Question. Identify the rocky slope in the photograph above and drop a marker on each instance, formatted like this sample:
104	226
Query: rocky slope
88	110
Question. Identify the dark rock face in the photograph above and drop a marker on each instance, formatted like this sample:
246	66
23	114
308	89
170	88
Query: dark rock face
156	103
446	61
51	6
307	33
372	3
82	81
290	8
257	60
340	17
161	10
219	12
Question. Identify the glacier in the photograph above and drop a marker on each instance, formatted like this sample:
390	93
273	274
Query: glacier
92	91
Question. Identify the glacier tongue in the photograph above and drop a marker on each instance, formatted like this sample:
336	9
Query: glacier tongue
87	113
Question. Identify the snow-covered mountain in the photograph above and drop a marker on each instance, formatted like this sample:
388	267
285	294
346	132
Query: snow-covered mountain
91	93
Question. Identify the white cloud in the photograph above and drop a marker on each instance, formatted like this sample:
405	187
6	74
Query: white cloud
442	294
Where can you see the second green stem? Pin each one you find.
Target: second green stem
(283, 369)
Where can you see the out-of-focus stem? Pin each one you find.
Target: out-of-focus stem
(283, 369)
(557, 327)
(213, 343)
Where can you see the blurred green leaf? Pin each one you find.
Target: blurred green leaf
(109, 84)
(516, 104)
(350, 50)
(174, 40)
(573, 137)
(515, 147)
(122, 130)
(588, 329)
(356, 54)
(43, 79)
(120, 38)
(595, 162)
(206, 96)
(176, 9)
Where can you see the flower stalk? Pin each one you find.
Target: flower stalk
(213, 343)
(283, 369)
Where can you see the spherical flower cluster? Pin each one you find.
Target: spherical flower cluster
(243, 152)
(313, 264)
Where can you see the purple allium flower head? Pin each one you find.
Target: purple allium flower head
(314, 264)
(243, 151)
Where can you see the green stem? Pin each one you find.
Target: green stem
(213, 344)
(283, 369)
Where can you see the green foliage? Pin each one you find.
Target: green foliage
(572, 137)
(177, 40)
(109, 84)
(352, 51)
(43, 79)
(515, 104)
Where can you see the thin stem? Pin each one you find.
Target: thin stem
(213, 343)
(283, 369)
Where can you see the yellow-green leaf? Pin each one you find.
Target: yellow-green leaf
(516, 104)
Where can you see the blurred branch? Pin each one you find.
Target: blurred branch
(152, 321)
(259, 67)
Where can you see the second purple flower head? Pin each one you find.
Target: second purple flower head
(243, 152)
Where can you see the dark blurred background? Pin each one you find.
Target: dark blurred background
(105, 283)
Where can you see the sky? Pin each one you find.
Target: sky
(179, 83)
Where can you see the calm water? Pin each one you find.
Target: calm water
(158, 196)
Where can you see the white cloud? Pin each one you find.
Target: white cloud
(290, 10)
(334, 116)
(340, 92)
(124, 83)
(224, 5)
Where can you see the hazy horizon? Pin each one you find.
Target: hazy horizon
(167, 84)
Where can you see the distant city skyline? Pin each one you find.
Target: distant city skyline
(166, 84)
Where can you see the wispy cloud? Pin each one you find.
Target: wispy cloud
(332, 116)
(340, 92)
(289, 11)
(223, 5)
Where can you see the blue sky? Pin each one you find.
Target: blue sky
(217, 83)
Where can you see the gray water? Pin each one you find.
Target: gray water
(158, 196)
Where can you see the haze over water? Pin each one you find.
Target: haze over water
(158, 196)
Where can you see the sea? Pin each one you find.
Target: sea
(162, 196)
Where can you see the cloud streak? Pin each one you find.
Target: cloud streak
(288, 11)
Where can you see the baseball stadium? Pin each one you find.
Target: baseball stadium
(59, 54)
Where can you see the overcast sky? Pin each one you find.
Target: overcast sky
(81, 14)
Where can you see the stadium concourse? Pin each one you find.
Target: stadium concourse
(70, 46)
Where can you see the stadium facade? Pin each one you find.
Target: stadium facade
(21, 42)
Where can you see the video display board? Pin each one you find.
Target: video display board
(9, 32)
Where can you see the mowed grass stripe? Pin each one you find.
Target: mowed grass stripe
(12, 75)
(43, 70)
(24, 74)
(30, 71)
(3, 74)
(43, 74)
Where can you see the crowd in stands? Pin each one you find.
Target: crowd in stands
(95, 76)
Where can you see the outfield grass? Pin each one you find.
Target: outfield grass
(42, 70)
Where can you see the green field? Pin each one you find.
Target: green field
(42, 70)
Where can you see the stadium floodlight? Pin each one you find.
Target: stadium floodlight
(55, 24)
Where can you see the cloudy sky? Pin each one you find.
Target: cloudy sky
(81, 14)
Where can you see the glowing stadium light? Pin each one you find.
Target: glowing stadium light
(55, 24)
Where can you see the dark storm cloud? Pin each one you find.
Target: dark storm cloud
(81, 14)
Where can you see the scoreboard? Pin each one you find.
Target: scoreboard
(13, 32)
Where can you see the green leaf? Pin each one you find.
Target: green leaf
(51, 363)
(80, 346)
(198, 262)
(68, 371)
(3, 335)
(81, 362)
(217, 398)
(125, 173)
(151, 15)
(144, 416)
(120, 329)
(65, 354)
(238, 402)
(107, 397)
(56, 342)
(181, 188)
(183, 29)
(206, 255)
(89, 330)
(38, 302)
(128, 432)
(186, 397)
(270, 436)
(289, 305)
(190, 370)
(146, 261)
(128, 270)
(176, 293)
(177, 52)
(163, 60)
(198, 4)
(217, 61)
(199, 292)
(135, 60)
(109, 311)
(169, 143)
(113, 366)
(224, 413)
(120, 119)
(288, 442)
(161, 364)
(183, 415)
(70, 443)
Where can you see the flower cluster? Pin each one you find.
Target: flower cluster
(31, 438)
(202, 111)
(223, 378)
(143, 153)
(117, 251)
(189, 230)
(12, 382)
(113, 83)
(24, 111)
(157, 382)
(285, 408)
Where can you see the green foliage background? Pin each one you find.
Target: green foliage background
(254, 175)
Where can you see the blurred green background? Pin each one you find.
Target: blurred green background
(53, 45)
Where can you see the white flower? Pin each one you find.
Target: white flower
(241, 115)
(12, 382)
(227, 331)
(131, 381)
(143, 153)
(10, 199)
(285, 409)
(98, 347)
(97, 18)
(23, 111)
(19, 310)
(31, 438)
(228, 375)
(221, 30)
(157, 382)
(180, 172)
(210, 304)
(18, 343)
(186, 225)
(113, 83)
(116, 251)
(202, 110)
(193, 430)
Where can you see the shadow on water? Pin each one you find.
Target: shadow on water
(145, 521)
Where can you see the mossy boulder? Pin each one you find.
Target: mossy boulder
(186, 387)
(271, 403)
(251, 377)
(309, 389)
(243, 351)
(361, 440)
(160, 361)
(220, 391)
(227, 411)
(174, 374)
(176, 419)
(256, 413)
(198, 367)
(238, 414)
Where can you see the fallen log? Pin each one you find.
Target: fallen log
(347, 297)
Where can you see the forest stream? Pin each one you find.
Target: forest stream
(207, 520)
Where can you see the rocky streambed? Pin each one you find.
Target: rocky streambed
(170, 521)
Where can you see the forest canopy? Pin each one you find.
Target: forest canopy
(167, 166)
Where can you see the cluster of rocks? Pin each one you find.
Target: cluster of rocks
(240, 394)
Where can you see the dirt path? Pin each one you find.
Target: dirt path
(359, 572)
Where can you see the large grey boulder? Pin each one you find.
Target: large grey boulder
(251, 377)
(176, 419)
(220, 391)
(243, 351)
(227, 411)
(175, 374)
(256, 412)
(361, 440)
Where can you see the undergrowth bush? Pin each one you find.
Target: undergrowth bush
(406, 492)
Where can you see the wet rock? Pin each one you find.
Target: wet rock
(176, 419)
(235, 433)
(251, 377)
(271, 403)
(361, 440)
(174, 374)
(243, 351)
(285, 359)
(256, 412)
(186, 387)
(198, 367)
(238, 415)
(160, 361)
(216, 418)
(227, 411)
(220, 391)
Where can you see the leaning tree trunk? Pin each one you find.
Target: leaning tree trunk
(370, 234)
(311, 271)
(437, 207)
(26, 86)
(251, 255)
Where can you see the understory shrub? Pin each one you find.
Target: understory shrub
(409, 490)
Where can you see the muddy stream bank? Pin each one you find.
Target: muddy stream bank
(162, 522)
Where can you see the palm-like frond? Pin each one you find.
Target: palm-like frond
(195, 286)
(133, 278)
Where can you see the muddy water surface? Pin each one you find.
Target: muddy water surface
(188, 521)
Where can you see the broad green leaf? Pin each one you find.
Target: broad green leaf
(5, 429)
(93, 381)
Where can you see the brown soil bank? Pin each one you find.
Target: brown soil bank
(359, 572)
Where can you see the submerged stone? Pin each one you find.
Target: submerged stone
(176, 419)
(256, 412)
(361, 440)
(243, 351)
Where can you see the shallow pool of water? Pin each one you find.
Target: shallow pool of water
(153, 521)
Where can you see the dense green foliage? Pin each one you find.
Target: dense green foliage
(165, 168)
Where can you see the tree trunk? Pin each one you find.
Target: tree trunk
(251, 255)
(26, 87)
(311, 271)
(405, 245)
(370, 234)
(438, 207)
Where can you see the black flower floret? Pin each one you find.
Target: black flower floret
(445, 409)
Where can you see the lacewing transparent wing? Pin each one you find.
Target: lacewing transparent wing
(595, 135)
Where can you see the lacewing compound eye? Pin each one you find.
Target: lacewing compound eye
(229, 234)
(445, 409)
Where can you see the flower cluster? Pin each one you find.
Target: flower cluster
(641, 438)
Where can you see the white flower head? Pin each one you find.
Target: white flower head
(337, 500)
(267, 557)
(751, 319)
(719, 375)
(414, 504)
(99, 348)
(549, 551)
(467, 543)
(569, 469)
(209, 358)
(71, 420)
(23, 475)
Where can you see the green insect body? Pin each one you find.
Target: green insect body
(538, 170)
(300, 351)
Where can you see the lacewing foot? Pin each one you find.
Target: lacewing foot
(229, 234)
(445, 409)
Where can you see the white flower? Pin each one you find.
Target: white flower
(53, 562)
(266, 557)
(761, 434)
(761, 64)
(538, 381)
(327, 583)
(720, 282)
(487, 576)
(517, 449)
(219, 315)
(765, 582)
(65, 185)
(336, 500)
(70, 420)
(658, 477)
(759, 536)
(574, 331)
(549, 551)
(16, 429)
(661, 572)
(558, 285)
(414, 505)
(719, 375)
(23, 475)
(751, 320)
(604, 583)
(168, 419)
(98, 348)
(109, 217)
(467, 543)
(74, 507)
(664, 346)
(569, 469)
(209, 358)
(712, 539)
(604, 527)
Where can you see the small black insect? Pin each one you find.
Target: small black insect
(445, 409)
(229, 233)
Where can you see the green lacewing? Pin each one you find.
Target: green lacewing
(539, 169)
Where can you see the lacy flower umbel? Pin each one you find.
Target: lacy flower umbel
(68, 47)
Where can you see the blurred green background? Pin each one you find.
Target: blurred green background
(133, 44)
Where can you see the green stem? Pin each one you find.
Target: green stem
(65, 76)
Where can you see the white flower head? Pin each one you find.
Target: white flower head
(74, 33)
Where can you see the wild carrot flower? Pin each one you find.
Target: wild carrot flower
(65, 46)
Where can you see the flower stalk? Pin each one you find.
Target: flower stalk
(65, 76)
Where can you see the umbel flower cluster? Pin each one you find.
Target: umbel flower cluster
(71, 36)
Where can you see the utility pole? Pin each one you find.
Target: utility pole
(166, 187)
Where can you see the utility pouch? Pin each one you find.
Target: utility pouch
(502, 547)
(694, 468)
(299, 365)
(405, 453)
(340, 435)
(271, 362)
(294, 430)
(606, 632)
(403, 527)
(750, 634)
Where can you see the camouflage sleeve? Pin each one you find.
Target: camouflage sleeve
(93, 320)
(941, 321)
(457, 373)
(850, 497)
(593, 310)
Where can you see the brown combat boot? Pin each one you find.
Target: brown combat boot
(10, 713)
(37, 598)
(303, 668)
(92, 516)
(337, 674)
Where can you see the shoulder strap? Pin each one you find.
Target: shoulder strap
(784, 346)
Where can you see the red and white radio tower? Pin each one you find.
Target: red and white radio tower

==============================

#### Work to complete:
Would you copy out exactly the lines above that start at the one containing "Where can you see the cloudy" and end at the one containing "Where can you see the green foliage background?", inclusive?

#### Exercise result:
Where can you see the cloudy sky? Pin each one you find.
Target: cloudy sky
(81, 14)
Where can you see the glowing stadium light? Pin each one you find.
Target: glowing stadium light
(55, 24)
Where can you see the dark storm cloud? Pin each one you find.
Target: dark storm cloud
(81, 14)
Where can you see the scoreboard? Pin each one you find.
Target: scoreboard
(13, 32)
Where can you see the green leaf? Pin each one you find.
Target: green leaf
(51, 363)
(80, 346)
(198, 262)
(68, 371)
(3, 335)
(81, 362)
(217, 398)
(125, 173)
(151, 15)
(144, 416)
(120, 329)
(65, 354)
(238, 402)
(107, 397)
(56, 342)
(181, 188)
(183, 29)
(206, 255)
(89, 330)
(38, 302)
(128, 432)
(186, 397)
(270, 436)
(289, 305)
(190, 370)
(146, 261)
(128, 270)
(176, 293)
(177, 52)
(163, 60)
(198, 4)
(217, 61)
(199, 292)
(135, 60)
(109, 311)
(169, 143)
(113, 366)
(224, 413)
(120, 119)
(288, 442)
(161, 364)
(183, 415)
(70, 443)
Where can you see the flower cluster? Pin each one you find.
Target: flower cluster
(31, 438)
(202, 111)
(223, 378)
(143, 153)
(117, 251)
(189, 230)
(12, 382)
(113, 83)
(24, 111)
(157, 382)
(285, 408)
Where can you see the green foliage background? Pin each one you find.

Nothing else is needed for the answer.